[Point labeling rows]
::::

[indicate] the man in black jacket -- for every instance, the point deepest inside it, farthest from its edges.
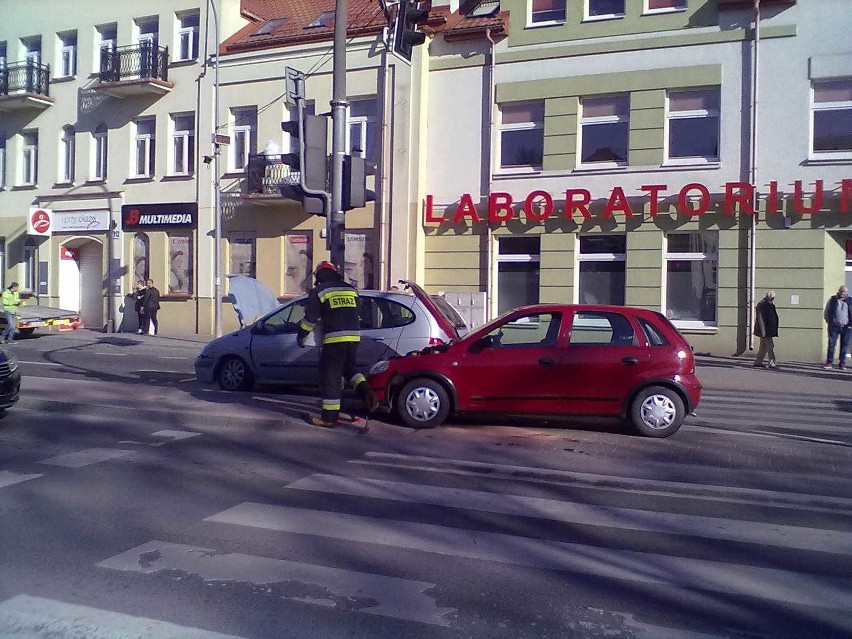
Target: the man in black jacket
(334, 302)
(766, 328)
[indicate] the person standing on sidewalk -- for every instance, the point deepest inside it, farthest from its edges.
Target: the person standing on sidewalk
(334, 302)
(11, 302)
(838, 318)
(766, 328)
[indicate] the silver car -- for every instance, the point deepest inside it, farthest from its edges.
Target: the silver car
(265, 352)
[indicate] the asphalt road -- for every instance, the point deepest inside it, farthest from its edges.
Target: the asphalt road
(136, 504)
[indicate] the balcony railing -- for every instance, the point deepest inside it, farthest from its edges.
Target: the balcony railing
(25, 77)
(141, 61)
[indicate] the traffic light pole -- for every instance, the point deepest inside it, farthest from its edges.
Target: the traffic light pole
(336, 220)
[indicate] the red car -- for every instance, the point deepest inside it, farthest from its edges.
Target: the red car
(551, 359)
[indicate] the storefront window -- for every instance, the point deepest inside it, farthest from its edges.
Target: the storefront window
(522, 135)
(180, 263)
(141, 258)
(298, 263)
(602, 266)
(518, 272)
(691, 278)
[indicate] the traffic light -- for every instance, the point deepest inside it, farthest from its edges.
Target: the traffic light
(310, 162)
(409, 16)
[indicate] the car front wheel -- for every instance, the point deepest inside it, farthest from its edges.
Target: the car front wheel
(234, 375)
(657, 411)
(423, 403)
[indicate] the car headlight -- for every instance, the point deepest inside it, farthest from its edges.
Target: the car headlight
(379, 367)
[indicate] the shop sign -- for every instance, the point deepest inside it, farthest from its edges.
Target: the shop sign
(693, 199)
(77, 221)
(138, 217)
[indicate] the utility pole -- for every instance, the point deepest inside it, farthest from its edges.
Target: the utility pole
(336, 221)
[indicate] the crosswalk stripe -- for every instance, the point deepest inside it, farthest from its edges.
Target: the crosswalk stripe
(86, 457)
(618, 483)
(586, 514)
(27, 617)
(7, 478)
(344, 589)
(624, 565)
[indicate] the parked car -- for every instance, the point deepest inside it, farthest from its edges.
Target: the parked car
(551, 360)
(10, 380)
(265, 351)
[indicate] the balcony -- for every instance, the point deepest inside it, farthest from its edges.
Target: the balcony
(25, 85)
(140, 69)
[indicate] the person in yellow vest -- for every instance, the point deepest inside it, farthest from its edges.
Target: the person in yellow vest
(11, 302)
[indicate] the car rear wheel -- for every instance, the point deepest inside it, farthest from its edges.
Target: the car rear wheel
(657, 411)
(234, 375)
(423, 403)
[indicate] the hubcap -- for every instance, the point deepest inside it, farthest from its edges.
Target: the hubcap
(422, 404)
(658, 412)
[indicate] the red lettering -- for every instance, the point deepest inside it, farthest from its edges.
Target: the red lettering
(617, 202)
(741, 193)
(500, 207)
(683, 199)
(466, 208)
(799, 199)
(582, 205)
(430, 217)
(530, 208)
(654, 191)
(845, 195)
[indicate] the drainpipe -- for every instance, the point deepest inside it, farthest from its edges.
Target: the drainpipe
(753, 176)
(490, 275)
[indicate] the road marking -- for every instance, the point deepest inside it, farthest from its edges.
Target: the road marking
(85, 457)
(7, 478)
(617, 483)
(26, 617)
(623, 565)
(585, 514)
(343, 589)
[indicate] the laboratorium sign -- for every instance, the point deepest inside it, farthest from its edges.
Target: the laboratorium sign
(139, 217)
(693, 199)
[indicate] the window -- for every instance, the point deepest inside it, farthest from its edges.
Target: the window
(522, 135)
(691, 280)
(183, 144)
(604, 130)
(143, 161)
(518, 268)
(67, 62)
(547, 11)
(29, 158)
(66, 154)
(28, 282)
(601, 329)
(602, 267)
(363, 130)
(243, 255)
(99, 155)
(661, 6)
(534, 330)
(245, 137)
(832, 118)
(604, 8)
(693, 125)
(180, 263)
(298, 263)
(187, 44)
(141, 258)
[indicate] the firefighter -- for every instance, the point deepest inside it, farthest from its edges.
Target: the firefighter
(334, 302)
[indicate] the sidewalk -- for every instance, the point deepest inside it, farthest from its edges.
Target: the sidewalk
(795, 378)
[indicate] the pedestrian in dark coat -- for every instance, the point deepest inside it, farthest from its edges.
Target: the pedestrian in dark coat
(766, 328)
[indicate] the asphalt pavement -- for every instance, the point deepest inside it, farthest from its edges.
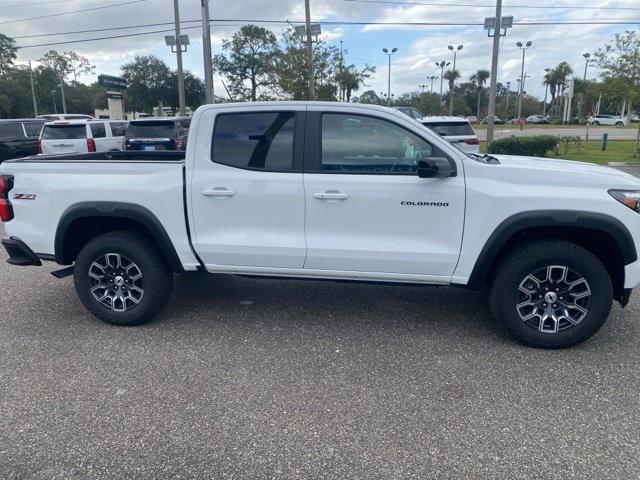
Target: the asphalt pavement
(254, 379)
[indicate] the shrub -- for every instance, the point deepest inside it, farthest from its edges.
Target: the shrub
(537, 146)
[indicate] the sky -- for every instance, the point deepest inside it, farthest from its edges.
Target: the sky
(419, 47)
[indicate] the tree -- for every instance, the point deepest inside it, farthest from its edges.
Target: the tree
(249, 57)
(479, 79)
(7, 53)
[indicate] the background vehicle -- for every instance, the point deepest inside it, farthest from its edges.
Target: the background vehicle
(455, 130)
(331, 191)
(65, 116)
(608, 120)
(410, 112)
(158, 134)
(18, 137)
(537, 119)
(77, 136)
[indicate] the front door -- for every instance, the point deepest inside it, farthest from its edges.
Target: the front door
(367, 210)
(247, 192)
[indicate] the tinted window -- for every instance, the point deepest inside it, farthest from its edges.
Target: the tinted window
(118, 129)
(12, 130)
(450, 129)
(356, 143)
(98, 130)
(151, 129)
(254, 140)
(64, 132)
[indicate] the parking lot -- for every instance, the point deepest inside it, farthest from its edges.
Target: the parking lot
(249, 378)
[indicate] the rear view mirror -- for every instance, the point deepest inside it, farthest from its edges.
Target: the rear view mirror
(436, 167)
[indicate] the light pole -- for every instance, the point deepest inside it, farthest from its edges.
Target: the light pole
(441, 65)
(586, 56)
(524, 48)
(455, 54)
(389, 53)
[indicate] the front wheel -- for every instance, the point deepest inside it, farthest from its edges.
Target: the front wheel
(551, 294)
(122, 279)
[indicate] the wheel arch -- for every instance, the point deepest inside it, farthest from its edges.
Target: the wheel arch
(604, 236)
(82, 222)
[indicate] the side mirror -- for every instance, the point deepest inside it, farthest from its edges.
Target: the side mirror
(436, 167)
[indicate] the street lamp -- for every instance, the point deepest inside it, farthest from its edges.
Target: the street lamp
(455, 54)
(586, 56)
(441, 65)
(389, 53)
(524, 48)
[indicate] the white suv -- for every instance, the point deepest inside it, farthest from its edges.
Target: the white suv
(80, 136)
(455, 130)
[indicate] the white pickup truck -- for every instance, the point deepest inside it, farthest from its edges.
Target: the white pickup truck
(331, 191)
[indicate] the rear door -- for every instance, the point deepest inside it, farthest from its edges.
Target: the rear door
(64, 138)
(247, 193)
(367, 209)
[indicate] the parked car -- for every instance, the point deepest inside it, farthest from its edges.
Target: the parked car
(78, 136)
(602, 119)
(18, 137)
(410, 112)
(152, 134)
(537, 119)
(51, 117)
(455, 130)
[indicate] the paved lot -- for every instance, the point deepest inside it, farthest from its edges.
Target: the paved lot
(594, 132)
(244, 378)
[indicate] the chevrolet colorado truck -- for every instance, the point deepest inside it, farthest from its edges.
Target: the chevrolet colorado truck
(331, 191)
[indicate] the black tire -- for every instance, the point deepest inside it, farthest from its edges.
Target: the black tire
(156, 281)
(535, 256)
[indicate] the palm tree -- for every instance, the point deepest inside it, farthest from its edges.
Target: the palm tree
(479, 79)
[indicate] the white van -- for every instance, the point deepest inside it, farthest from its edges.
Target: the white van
(80, 136)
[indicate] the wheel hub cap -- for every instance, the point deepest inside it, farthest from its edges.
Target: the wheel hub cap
(553, 299)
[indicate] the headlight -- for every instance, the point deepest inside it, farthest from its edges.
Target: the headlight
(629, 198)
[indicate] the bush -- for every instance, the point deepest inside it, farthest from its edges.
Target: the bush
(537, 146)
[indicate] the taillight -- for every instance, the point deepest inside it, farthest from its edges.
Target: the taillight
(6, 211)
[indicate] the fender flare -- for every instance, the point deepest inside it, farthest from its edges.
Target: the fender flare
(550, 218)
(122, 210)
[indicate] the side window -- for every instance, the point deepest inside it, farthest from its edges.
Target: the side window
(261, 141)
(362, 144)
(98, 130)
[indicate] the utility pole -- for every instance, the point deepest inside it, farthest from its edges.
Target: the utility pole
(176, 14)
(33, 92)
(386, 51)
(493, 83)
(311, 79)
(206, 52)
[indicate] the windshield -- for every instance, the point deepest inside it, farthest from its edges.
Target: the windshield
(64, 132)
(450, 129)
(151, 130)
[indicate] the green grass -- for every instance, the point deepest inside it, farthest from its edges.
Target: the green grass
(617, 151)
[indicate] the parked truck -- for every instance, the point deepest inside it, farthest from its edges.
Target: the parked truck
(331, 191)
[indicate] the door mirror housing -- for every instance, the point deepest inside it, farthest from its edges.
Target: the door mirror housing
(436, 167)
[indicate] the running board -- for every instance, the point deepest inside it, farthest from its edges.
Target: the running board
(65, 272)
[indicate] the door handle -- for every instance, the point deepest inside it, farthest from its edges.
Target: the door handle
(330, 195)
(219, 192)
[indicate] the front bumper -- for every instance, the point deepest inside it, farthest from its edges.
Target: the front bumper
(19, 252)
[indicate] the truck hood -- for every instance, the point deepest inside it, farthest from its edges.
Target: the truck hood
(553, 165)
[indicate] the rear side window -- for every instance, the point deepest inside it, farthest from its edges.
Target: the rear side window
(13, 130)
(261, 141)
(98, 130)
(450, 129)
(151, 129)
(64, 132)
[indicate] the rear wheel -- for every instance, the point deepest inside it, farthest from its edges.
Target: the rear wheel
(551, 294)
(121, 279)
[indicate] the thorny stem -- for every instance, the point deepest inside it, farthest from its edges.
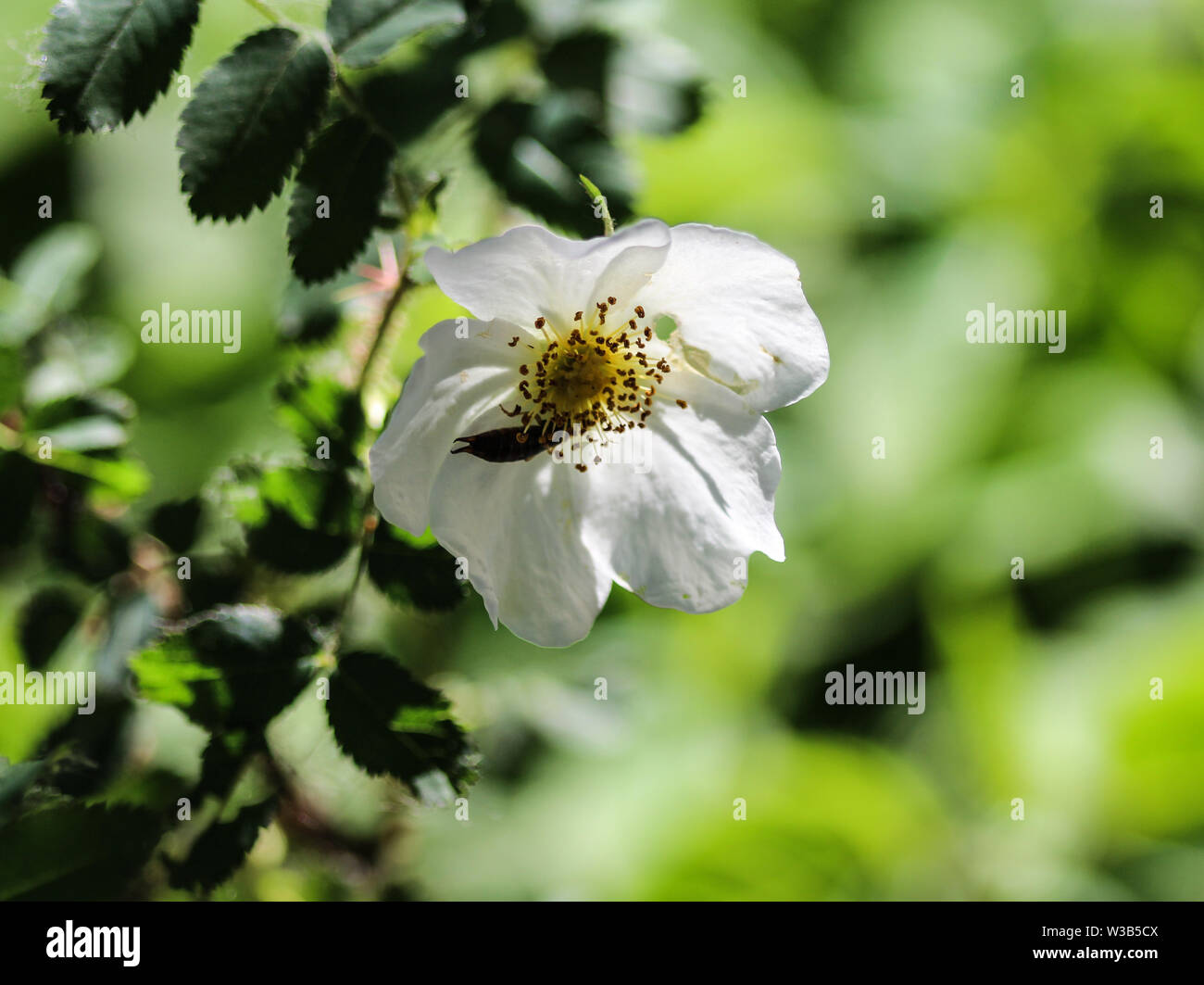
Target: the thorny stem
(369, 511)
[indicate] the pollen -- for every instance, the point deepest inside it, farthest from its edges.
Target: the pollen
(596, 379)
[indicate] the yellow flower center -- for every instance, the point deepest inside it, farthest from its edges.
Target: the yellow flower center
(600, 379)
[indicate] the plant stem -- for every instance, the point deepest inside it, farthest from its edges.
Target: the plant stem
(266, 11)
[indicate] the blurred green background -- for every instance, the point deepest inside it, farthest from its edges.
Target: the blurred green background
(1036, 688)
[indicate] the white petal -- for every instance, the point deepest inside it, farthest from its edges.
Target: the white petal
(530, 272)
(518, 524)
(674, 535)
(742, 314)
(453, 385)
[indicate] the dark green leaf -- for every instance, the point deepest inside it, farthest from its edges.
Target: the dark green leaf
(223, 760)
(15, 779)
(220, 849)
(533, 152)
(579, 61)
(44, 622)
(235, 667)
(109, 59)
(420, 575)
(308, 314)
(87, 435)
(408, 101)
(73, 852)
(176, 523)
(248, 120)
(362, 32)
(132, 623)
(349, 166)
(390, 723)
(77, 359)
(93, 548)
(314, 407)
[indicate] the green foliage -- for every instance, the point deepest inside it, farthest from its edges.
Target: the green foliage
(390, 723)
(109, 59)
(362, 32)
(348, 165)
(424, 577)
(75, 852)
(227, 595)
(534, 153)
(233, 667)
(247, 121)
(44, 622)
(217, 854)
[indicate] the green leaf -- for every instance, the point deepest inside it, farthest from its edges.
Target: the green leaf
(362, 32)
(308, 316)
(176, 523)
(247, 121)
(420, 575)
(233, 667)
(15, 779)
(49, 277)
(87, 435)
(349, 166)
(220, 849)
(579, 60)
(390, 723)
(109, 59)
(534, 153)
(77, 359)
(75, 852)
(314, 407)
(44, 622)
(223, 760)
(308, 523)
(405, 103)
(89, 546)
(19, 486)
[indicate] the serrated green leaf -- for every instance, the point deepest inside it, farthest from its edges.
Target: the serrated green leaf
(388, 722)
(223, 760)
(221, 849)
(348, 166)
(233, 667)
(176, 523)
(420, 575)
(75, 852)
(308, 522)
(247, 121)
(109, 59)
(77, 359)
(19, 486)
(362, 32)
(48, 278)
(44, 622)
(15, 779)
(534, 153)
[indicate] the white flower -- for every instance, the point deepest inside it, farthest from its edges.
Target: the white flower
(566, 337)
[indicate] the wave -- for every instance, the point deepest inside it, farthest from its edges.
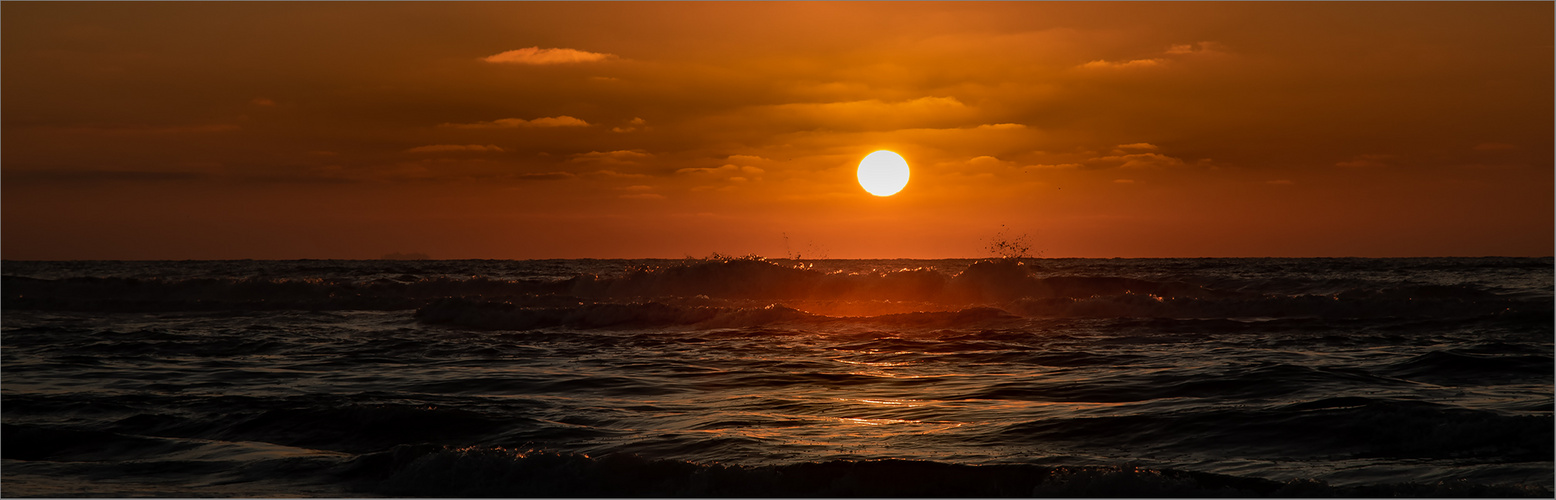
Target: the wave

::::

PROBLEM REQUIREMENTS — Express the lines as a numbered list, without blank lines, starting at the line that contains "[indicate] the green foliage" and ending at the last of the rows. Leave the pictures out of the answer.

TASK OUTPUT —
1. [indicate] the green foliage -- for every instance, the point deepest inside it, farthest from its edges.
2. Target: the green foliage
3. (390, 723)
4. (109, 59)
5. (362, 32)
6. (348, 165)
7. (424, 577)
8. (75, 852)
9. (227, 595)
10. (534, 153)
11. (233, 667)
12. (247, 121)
13. (44, 622)
14. (217, 854)
15. [indicate] the green leaf -- for every instance, the point deepest inside it, farthest from its edges.
16. Target: the green leaf
17. (362, 32)
18. (308, 316)
19. (176, 523)
20. (247, 121)
21. (420, 575)
22. (233, 667)
23. (15, 779)
24. (49, 277)
25. (87, 435)
26. (349, 166)
27. (220, 849)
28. (579, 60)
29. (390, 723)
30. (109, 59)
31. (534, 153)
32. (77, 359)
33. (75, 852)
34. (314, 407)
35. (44, 622)
36. (223, 760)
37. (308, 523)
38. (405, 103)
39. (89, 546)
40. (19, 486)
41. [indicate] the serrated green leaf -- for every instance, the point deepest inside it, farthest from its edges.
42. Target: the serrated green leaf
43. (388, 722)
44. (223, 760)
45. (221, 849)
46. (348, 166)
47. (233, 667)
48. (176, 523)
49. (420, 575)
50. (75, 852)
51. (308, 522)
52. (247, 121)
53. (109, 59)
54. (77, 359)
55. (19, 486)
56. (362, 32)
57. (48, 278)
58. (44, 622)
59. (15, 779)
60. (534, 153)
61. [indicate] the white flower -- for every instance, the point deepest inside it, farthest from its edges.
62. Target: the white flower
63. (566, 337)
64. [indicate] the wave -- for every instance, the point deepest inside it, farthest from its edges.
65. Target: the wave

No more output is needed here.